Task —
Arrange the lines of the items below, from the line containing "The component shall return one point per instance of the open" through the last line of the items, both included, as a Markdown table. Give it two columns, Entry for the row number and Content for the line, and leave out blank lines.

Input for this task —

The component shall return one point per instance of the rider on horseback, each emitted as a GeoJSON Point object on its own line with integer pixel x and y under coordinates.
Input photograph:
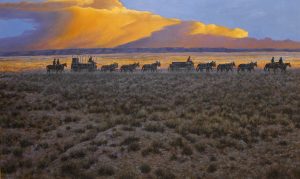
{"type": "Point", "coordinates": [281, 61]}
{"type": "Point", "coordinates": [273, 60]}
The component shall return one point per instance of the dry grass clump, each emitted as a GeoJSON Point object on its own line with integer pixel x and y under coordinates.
{"type": "Point", "coordinates": [90, 125]}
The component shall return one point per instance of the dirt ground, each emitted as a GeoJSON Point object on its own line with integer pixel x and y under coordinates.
{"type": "Point", "coordinates": [151, 125]}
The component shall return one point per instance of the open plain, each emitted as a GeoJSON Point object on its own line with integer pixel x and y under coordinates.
{"type": "Point", "coordinates": [150, 125]}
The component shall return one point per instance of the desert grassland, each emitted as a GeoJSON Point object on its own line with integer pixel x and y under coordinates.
{"type": "Point", "coordinates": [17, 64]}
{"type": "Point", "coordinates": [150, 125]}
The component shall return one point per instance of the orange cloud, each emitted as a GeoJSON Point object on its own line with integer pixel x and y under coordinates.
{"type": "Point", "coordinates": [212, 29]}
{"type": "Point", "coordinates": [99, 23]}
{"type": "Point", "coordinates": [107, 23]}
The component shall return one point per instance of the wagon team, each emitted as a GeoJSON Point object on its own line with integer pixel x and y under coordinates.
{"type": "Point", "coordinates": [177, 66]}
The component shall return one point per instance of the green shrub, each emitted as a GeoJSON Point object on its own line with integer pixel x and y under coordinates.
{"type": "Point", "coordinates": [145, 168]}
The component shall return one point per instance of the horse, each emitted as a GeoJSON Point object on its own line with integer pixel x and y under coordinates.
{"type": "Point", "coordinates": [284, 66]}
{"type": "Point", "coordinates": [129, 68]}
{"type": "Point", "coordinates": [110, 68]}
{"type": "Point", "coordinates": [249, 67]}
{"type": "Point", "coordinates": [151, 67]}
{"type": "Point", "coordinates": [226, 66]}
{"type": "Point", "coordinates": [56, 68]}
{"type": "Point", "coordinates": [207, 66]}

Response —
| Entry | Content |
|---|---|
| 1 | The component shall return one point per instance of the open plain, each emitted as a GeoJSON Point object on its own line with integer pixel x and y under coordinates. |
| 2 | {"type": "Point", "coordinates": [150, 125]} |
| 3 | The component shall return one point per instance of the desert grassland, each emitted as a GeoJSON Point object on its own line with integer pixel x and y under coordinates. |
| 4 | {"type": "Point", "coordinates": [17, 64]} |
| 5 | {"type": "Point", "coordinates": [150, 125]} |
| 6 | The component shall return one point per instance of the orange cloud, each emitted as a GeoJSON Point object on its own line with integer pixel x and y under coordinates. |
| 7 | {"type": "Point", "coordinates": [212, 29]} |
| 8 | {"type": "Point", "coordinates": [99, 23]} |
| 9 | {"type": "Point", "coordinates": [107, 23]} |
| 10 | The component shall return one point per instance of the wagon team, each emitted as a GeoJSON Point object on its own line with integer pixel x and y under coordinates. |
| 11 | {"type": "Point", "coordinates": [177, 66]} |
| 12 | The component shall return one point per instance of the green shrub, each emitted as a GeoJSON Point object on its own line with integer pixel x and y under coordinates. |
| 13 | {"type": "Point", "coordinates": [145, 168]} |
| 14 | The component shall return one point per instance of the horse, each emitted as a GeoJSON Point object on its own line with integer pixel x and y under coordinates. |
| 15 | {"type": "Point", "coordinates": [284, 66]} |
| 16 | {"type": "Point", "coordinates": [129, 68]} |
| 17 | {"type": "Point", "coordinates": [110, 68]} |
| 18 | {"type": "Point", "coordinates": [249, 67]} |
| 19 | {"type": "Point", "coordinates": [151, 67]} |
| 20 | {"type": "Point", "coordinates": [226, 66]} |
| 21 | {"type": "Point", "coordinates": [56, 68]} |
| 22 | {"type": "Point", "coordinates": [207, 66]} |